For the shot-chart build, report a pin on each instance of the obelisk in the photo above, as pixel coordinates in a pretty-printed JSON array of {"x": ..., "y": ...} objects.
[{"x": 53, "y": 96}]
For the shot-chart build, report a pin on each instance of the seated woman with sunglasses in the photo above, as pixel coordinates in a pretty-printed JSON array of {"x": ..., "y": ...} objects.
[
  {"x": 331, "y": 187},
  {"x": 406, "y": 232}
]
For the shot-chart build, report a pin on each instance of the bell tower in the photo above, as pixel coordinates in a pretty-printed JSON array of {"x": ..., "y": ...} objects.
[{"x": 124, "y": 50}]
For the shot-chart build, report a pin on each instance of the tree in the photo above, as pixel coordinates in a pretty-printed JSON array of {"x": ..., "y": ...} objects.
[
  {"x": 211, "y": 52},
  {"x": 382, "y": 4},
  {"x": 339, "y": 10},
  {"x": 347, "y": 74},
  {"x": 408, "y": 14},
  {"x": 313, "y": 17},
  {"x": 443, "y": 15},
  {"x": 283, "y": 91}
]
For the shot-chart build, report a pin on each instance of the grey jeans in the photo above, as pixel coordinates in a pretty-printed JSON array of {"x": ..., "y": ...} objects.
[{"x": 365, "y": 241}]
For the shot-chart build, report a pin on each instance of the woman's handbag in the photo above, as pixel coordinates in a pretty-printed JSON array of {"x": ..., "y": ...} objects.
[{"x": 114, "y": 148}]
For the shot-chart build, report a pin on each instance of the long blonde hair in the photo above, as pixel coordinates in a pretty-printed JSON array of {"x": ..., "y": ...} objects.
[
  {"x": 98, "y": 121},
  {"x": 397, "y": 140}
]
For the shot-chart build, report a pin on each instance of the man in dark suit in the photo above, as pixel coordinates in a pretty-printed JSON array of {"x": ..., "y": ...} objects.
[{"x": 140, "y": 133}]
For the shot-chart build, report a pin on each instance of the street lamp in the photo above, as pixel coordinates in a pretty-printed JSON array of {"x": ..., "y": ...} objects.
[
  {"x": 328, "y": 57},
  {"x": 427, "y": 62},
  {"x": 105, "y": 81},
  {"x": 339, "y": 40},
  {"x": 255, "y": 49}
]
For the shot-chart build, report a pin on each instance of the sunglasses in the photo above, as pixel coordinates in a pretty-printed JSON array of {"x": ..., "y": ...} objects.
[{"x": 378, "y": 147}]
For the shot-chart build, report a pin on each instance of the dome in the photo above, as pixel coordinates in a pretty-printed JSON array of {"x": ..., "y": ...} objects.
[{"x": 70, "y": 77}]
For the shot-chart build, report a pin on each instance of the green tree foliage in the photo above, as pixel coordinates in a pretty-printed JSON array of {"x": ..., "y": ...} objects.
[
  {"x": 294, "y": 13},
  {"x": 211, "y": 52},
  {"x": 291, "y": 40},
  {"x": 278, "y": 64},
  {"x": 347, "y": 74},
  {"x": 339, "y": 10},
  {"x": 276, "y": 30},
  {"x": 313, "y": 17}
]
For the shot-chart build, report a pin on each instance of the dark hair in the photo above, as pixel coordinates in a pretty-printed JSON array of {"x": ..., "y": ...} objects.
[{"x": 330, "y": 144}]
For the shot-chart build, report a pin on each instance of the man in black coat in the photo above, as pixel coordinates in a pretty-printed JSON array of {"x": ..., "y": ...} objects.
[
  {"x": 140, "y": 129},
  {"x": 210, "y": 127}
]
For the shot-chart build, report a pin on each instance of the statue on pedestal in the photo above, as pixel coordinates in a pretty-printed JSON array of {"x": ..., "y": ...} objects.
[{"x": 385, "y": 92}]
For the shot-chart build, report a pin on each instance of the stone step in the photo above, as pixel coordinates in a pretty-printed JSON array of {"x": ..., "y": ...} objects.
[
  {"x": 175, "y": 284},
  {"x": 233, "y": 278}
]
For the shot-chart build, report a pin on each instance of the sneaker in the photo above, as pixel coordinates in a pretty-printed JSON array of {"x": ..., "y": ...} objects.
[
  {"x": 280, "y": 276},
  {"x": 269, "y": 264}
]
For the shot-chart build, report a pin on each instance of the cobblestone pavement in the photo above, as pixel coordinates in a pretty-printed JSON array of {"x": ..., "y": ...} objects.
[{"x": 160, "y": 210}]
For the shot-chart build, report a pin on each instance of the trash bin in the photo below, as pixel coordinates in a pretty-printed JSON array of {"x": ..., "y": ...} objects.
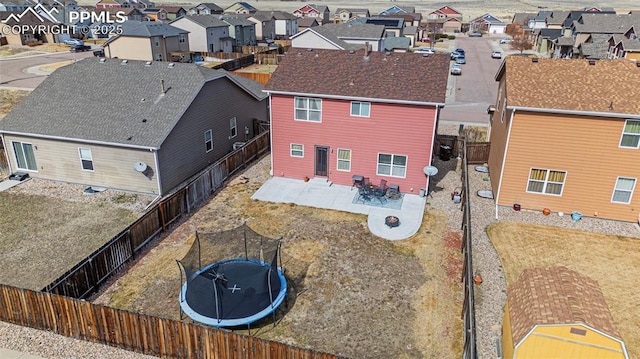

....

▶ AIM OF THE TASK:
Give the material above as a Markdown table with the columns Row and Line, numbering each nonblank line in its own row and leaving out the pictures.

▶ SOLUTION:
| Row | Line |
|---|---|
| 1 | For the shot-chart build, report a pin on each instance of the obelisk in the photo above, as pixel coordinates in a pretty-printed JSON array of {"x": ..., "y": ...} objects. |
| 2 | [{"x": 53, "y": 96}] |
| 3 | For the shot-chart build, report a pin on each instance of the seated woman with sunglasses in the photo above, as pixel coordinates in a pretty-printed JSON array of {"x": ..., "y": ...} objects. |
| 4 | [ |
| 5 |   {"x": 331, "y": 187}, |
| 6 |   {"x": 406, "y": 232} |
| 7 | ] |
| 8 | For the shot-chart build, report a pin on each instance of the bell tower in the photo above, as pixel coordinates in a pretty-printed JSON array of {"x": ..., "y": ...} objects. |
| 9 | [{"x": 124, "y": 50}] |
| 10 | For the shot-chart build, report a pin on each instance of the tree in the photo above, as pixel coordinates in a pretty-printed JSON array of {"x": ..., "y": ...} objects. |
| 11 | [ |
| 12 |   {"x": 211, "y": 52}, |
| 13 |   {"x": 382, "y": 4}, |
| 14 |   {"x": 339, "y": 10}, |
| 15 |   {"x": 347, "y": 74}, |
| 16 |   {"x": 408, "y": 14}, |
| 17 |   {"x": 313, "y": 17}, |
| 18 |   {"x": 443, "y": 15}, |
| 19 |   {"x": 283, "y": 91} |
| 20 | ] |
| 21 | For the shot-chart build, report a pin on each instance of the grey jeans in the photo above, as pixel coordinates in a pretty-printed JSON array of {"x": ..., "y": ...} objects. |
| 22 | [{"x": 365, "y": 241}] |
| 23 | For the shot-chart build, report a pin on each instance of the woman's handbag in the photo above, as pixel coordinates in a pretty-printed JSON array of {"x": ..., "y": ...} objects. |
| 24 | [{"x": 114, "y": 148}] |
| 25 | For the shot-chart build, report a pin on each instance of the long blonde hair in the photo above, as pixel coordinates in a pretty-printed JSON array of {"x": ..., "y": ...} objects. |
| 26 | [ |
| 27 |   {"x": 98, "y": 121}, |
| 28 |   {"x": 397, "y": 140} |
| 29 | ] |
| 30 | For the shot-chart build, report a pin on each instance of the man in dark suit in the photo above, as pixel coordinates in a pretty-printed JSON array of {"x": ..., "y": ...} objects. |
| 31 | [{"x": 140, "y": 133}] |
| 32 | For the shot-chart build, report a pin on each instance of the street lamp in the photo above, as pixel coordinates in a pretty-printed JSON array of {"x": ..., "y": ...} objects. |
| 33 | [ |
| 34 |   {"x": 328, "y": 57}, |
| 35 |   {"x": 427, "y": 62}, |
| 36 |   {"x": 105, "y": 81}, |
| 37 |   {"x": 339, "y": 40}, |
| 38 |   {"x": 255, "y": 49} |
| 39 | ] |
| 40 | For the shot-chart build, report a pin on each instance of the sunglasses in the photo above, as pixel coordinates in a pretty-printed JSON array of {"x": ..., "y": ...} objects. |
| 41 | [{"x": 378, "y": 147}] |
| 42 | For the shot-chart build, report a pin on each instance of the dome in the photo above, as pixel coordinates in a pretty-printed JSON array of {"x": ..., "y": ...} objects. |
| 43 | [{"x": 70, "y": 77}] |
| 44 | For the shot-chart build, report a pin on each instance of the green tree foliage in the photo above, as pixel coordinates in a pretty-printed JSON array of {"x": ..., "y": ...} objects. |
| 45 | [ |
| 46 |   {"x": 294, "y": 13}, |
| 47 |   {"x": 211, "y": 52}, |
| 48 |   {"x": 291, "y": 40}, |
| 49 |   {"x": 278, "y": 64}, |
| 50 |   {"x": 347, "y": 74}, |
| 51 |   {"x": 339, "y": 10}, |
| 52 |   {"x": 276, "y": 30}, |
| 53 |   {"x": 313, "y": 17} |
| 54 | ] |
| 55 | For the shot-chart build, report a pin on each instance of the dark hair in the photo above, as pixel coordinates in a pretty-printed JSON array of {"x": ..., "y": ...} objects. |
| 56 | [{"x": 330, "y": 144}] |
| 57 | For the shot-chart build, report a pin on each instance of the man in black coat in the photo above, as pixel coordinates in a pretty-printed JSON array of {"x": ..., "y": ...} objects. |
| 58 | [ |
| 59 |   {"x": 140, "y": 129}, |
| 60 |   {"x": 210, "y": 127} |
| 61 | ] |
| 62 | For the shot-chart build, report a pin on each instance of the statue on pedestal in the photo above, as pixel coordinates in a pretty-printed JSON array of {"x": ..., "y": ...} objects. |
| 63 | [{"x": 385, "y": 92}] |
| 64 | For the shot-chart build, report a pin on each instance of the stone step in the photo above, as pixel coordinates in a pretty-printed JSON array of {"x": ..., "y": ...} objects. |
| 65 | [ |
| 66 |   {"x": 175, "y": 284}, |
| 67 |   {"x": 233, "y": 278} |
| 68 | ] |
| 69 | For the shot-chart build, report a pin on each instance of the sneaker in the photo above, as pixel coordinates in a pretty-printed JSON array of {"x": ..., "y": ...} objects. |
| 70 | [ |
| 71 |   {"x": 280, "y": 276}, |
| 72 |   {"x": 269, "y": 264} |
| 73 | ] |
| 74 | For the shot-chart build, report a pin on each instance of the cobblestone pavement in the photo above, as pixel coordinates in a pretty-printed JSON array of {"x": ..., "y": ...} objects. |
| 75 | [{"x": 160, "y": 210}] |
| 76 | For the shot-chart build, report a pin on each instance of the trash bin in the photo below, as pixel coordinates in a pretty-printed JSON array of {"x": ..., "y": ...} objects. |